Render the lines below from the line with "of the residential" to the line with "Query: residential house", both included, as a JSON list of strings with one string per line, leaving out any blank lines.

Material shown |
+-------+

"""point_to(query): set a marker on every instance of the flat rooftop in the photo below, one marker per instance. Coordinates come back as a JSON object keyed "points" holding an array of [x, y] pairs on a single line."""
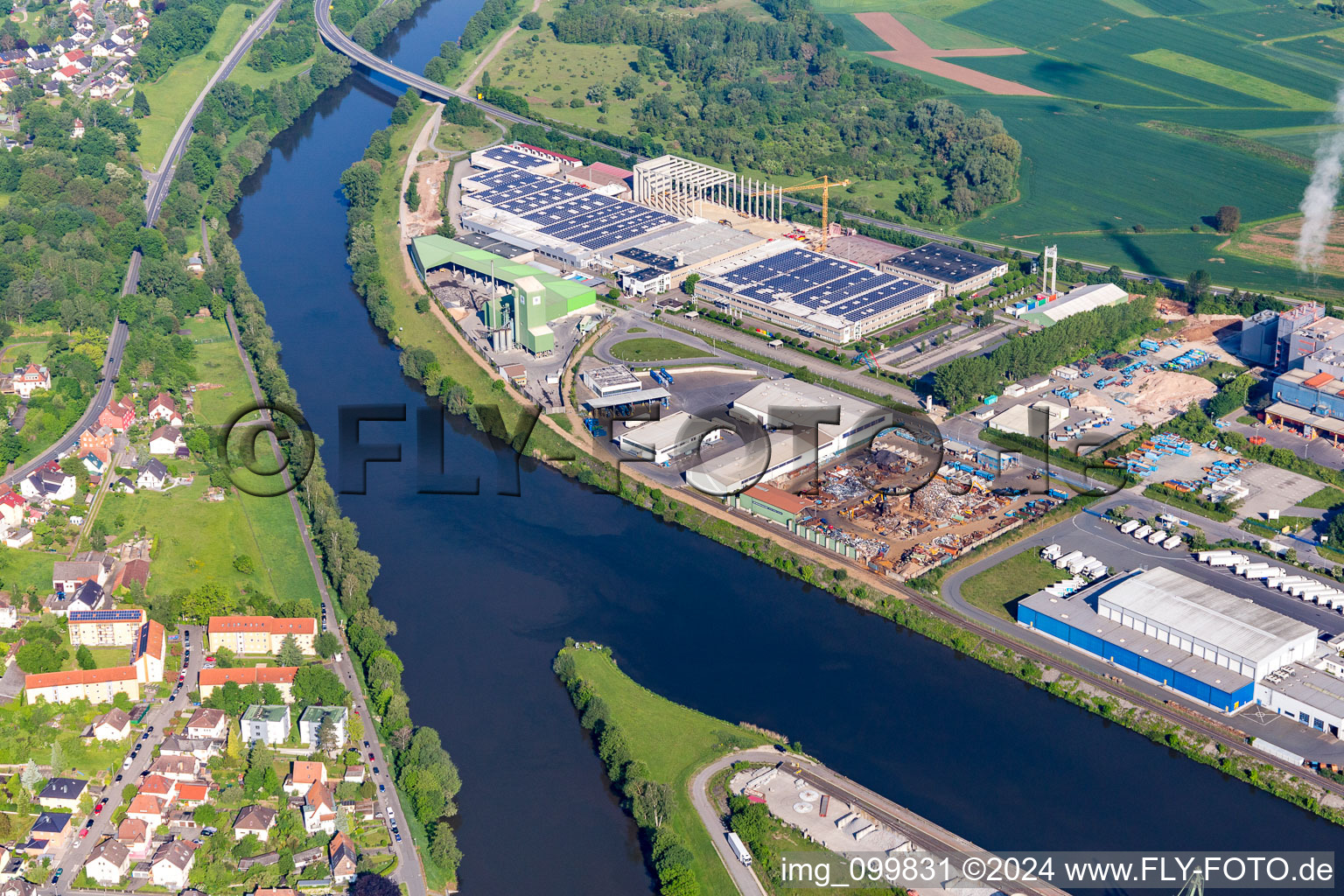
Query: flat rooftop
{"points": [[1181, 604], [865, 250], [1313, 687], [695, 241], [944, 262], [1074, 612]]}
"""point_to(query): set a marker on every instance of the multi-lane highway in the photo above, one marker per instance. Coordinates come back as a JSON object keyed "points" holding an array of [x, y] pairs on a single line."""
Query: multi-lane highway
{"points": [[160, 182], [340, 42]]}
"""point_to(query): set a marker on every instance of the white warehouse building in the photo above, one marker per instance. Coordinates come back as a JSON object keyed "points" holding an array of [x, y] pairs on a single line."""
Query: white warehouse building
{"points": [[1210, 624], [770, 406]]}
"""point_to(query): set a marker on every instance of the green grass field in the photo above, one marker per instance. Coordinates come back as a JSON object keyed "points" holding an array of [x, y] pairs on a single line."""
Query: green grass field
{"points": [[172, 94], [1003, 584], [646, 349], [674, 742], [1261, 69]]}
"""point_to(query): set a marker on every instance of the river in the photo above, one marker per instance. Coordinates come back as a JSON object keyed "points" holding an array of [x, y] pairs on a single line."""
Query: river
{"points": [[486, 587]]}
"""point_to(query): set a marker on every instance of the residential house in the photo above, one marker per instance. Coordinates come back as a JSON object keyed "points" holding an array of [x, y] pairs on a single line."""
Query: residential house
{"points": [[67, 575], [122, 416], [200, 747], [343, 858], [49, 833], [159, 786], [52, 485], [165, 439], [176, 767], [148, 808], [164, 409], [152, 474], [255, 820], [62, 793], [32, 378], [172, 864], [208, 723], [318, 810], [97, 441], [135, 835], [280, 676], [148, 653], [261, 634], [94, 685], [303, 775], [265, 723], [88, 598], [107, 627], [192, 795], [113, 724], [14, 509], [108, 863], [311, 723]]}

+-------+

Result |
[
  "\"\"\"point_to(query): set a marker on every instance of the residential house in the photo above, one marker per instance. Coordinates come back as a JSON object keyed \"points\" holding an array of [x, y] pairs on a single line.\"\"\"",
  "Query: residential house"
]